#### What the exercise asks
From the line with "Target: rhinoceros mouth" down to the final line of the records below, retype everything exactly and leave out the rest.

#### Material provided
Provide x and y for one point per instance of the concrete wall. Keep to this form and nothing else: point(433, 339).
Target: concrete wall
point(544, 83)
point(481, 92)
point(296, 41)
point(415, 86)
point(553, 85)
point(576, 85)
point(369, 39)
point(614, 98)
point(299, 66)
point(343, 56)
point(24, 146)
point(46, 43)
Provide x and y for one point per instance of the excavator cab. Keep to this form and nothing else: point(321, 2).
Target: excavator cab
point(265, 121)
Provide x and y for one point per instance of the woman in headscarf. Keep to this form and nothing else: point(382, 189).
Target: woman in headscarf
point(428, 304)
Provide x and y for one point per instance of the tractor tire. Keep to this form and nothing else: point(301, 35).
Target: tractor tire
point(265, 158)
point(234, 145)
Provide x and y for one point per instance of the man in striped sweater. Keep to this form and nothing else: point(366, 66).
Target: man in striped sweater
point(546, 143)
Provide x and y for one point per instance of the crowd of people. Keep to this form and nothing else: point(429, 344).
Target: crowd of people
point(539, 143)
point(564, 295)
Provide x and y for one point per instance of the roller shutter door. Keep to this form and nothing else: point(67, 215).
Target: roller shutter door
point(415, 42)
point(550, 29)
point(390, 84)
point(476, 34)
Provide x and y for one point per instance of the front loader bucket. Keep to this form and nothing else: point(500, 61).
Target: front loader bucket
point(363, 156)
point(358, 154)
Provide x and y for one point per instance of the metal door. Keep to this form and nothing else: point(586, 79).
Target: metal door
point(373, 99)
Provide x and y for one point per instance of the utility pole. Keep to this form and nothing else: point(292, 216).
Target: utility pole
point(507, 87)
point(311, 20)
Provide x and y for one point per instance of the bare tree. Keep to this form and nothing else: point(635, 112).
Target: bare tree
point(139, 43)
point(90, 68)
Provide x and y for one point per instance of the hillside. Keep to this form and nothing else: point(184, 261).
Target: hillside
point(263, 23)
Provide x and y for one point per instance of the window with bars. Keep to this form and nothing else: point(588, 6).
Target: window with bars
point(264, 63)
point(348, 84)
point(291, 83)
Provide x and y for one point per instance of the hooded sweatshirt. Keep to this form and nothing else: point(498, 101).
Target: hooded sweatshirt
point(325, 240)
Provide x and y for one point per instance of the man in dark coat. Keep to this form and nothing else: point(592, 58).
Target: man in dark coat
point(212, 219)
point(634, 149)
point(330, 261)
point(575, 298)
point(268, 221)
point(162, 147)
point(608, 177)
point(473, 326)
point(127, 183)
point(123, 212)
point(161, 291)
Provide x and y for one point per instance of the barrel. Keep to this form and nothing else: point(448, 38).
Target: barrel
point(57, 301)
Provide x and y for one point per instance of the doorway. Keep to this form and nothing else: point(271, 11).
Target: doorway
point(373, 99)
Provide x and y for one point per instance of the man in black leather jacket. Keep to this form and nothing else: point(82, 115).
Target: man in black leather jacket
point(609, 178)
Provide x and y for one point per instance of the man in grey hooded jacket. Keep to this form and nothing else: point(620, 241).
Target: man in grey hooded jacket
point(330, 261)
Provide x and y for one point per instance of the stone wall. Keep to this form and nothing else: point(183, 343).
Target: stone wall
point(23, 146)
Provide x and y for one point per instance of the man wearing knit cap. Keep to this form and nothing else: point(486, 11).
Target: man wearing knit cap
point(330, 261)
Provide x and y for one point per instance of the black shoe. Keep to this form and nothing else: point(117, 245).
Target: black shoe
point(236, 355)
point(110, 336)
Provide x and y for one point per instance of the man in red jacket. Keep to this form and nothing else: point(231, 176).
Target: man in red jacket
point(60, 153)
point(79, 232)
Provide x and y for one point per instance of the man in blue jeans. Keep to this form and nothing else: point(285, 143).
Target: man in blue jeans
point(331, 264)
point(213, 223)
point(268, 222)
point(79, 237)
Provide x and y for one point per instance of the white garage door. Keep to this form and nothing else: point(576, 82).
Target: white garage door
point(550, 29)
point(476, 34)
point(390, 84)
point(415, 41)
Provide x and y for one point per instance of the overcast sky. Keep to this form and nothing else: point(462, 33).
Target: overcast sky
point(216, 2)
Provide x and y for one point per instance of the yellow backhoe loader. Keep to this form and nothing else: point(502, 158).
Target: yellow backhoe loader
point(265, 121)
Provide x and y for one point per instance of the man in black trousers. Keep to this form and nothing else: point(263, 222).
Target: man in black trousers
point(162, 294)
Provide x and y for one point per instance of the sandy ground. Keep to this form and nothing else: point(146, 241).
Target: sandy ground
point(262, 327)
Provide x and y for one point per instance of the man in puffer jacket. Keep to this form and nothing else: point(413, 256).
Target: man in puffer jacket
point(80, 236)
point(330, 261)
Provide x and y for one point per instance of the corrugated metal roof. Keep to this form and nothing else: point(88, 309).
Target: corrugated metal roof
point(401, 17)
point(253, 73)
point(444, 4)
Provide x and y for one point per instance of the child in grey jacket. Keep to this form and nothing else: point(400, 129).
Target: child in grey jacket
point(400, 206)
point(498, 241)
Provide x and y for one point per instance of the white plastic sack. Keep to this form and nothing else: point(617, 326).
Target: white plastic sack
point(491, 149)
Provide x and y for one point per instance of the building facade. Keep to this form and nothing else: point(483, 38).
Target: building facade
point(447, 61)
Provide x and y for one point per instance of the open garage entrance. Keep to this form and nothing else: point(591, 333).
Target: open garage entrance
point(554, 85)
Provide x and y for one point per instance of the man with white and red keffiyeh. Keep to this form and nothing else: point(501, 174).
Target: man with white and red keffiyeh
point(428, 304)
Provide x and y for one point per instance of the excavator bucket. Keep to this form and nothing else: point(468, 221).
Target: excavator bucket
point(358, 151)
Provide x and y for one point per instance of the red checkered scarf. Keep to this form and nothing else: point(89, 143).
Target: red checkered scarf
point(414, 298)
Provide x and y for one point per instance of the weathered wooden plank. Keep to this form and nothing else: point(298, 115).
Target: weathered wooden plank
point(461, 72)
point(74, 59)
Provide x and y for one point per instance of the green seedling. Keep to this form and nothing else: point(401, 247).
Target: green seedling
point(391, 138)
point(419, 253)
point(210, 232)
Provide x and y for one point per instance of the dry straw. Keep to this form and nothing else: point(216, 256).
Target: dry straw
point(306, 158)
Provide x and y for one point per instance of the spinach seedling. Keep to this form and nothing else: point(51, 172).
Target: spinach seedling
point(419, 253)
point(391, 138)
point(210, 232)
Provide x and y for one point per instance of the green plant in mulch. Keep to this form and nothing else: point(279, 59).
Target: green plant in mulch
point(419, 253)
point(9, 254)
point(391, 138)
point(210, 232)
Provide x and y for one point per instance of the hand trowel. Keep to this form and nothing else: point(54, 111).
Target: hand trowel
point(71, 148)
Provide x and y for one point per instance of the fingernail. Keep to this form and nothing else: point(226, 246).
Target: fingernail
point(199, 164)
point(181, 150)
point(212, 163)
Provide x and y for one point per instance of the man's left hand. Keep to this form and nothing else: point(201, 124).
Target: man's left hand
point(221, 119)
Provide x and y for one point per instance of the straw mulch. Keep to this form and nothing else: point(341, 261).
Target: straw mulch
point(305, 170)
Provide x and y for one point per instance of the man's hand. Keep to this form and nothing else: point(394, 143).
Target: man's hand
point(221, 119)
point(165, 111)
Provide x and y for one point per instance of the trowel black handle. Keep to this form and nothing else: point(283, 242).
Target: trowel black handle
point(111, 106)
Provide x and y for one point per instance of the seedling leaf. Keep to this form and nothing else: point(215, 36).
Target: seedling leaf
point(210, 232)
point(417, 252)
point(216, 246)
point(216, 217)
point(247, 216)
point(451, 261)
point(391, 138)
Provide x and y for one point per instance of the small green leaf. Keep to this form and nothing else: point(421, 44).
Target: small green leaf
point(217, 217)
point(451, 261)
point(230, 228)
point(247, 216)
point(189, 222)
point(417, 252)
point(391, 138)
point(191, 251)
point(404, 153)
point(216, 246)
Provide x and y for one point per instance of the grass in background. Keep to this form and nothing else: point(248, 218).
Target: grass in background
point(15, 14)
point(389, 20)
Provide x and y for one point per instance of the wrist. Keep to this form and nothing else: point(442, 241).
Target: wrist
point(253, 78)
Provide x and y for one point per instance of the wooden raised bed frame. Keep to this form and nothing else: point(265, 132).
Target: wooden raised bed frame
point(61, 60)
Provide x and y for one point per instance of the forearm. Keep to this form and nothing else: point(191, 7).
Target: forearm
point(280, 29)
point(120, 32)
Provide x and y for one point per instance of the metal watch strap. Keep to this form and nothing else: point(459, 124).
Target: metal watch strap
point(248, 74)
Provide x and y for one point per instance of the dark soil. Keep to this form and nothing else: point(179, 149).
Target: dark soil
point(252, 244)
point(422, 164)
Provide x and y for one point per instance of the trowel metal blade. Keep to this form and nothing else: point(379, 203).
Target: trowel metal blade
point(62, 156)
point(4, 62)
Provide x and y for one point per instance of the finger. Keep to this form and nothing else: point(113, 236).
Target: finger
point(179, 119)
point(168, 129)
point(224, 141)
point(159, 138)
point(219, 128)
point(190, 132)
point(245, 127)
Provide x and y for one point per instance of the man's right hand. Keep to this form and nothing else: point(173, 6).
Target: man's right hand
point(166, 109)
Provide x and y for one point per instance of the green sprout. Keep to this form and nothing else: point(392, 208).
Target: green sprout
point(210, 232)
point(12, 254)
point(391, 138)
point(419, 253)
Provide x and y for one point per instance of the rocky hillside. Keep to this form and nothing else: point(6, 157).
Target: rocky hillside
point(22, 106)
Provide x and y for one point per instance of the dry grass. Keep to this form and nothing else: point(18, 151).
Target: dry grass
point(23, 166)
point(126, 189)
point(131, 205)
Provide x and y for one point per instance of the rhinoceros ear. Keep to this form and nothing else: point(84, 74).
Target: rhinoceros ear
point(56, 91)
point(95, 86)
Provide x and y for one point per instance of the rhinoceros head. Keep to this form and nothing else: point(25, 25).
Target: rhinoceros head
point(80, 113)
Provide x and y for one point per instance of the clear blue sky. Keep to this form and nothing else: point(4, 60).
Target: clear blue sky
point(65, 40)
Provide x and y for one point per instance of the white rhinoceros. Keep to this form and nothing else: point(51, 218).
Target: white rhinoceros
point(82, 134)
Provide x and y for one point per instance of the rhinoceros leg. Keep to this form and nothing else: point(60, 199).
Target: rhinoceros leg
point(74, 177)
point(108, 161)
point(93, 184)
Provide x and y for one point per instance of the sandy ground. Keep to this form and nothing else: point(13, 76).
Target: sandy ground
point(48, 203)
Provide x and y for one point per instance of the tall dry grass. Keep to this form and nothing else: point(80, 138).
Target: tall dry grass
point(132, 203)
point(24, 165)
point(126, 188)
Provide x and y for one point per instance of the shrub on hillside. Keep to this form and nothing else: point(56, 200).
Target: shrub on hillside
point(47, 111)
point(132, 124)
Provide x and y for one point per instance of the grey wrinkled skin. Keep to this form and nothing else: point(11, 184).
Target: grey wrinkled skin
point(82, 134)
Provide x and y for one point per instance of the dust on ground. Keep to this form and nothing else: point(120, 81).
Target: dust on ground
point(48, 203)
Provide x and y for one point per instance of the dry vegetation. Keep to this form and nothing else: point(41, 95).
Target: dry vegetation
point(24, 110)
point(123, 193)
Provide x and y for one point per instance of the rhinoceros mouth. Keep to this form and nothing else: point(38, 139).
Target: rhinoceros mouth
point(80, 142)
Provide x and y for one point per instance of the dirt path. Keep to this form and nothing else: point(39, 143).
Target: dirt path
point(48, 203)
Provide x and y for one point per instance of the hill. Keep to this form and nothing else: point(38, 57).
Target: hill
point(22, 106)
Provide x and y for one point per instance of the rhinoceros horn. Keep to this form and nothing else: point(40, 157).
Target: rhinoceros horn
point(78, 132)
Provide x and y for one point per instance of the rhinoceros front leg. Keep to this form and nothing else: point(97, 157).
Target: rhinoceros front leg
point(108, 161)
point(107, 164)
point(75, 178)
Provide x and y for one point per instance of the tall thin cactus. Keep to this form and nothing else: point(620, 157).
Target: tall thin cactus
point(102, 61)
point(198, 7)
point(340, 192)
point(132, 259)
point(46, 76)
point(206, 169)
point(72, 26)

#### Reply to the exercise
Target: rhinoceros mouth
point(80, 142)
Provide x and y for one point per instance of the dirt path. Keep to this form and nothing else: point(39, 143).
Target: dirt path
point(48, 203)
Provide x and y for one point per instance of the hill. Keep to this form and nothing else: point(38, 57).
Target: hill
point(22, 106)
Provide x and y for one point per instance of the rhinoceros horn. Keep to this form and nothing else: point(40, 157).
Target: rhinoceros horn
point(78, 132)
Provide x and y for one point per instance of the rhinoceros front leg. Keep to this form and nothing else: point(97, 157).
Target: rhinoceros front leg
point(108, 161)
point(107, 164)
point(75, 178)
Provide x and y for one point per instance of the tall thin cactus. Keep to this form and nothing else: point(620, 157).
Target: tall thin cactus
point(102, 61)
point(198, 7)
point(340, 192)
point(132, 259)
point(46, 76)
point(206, 169)
point(72, 26)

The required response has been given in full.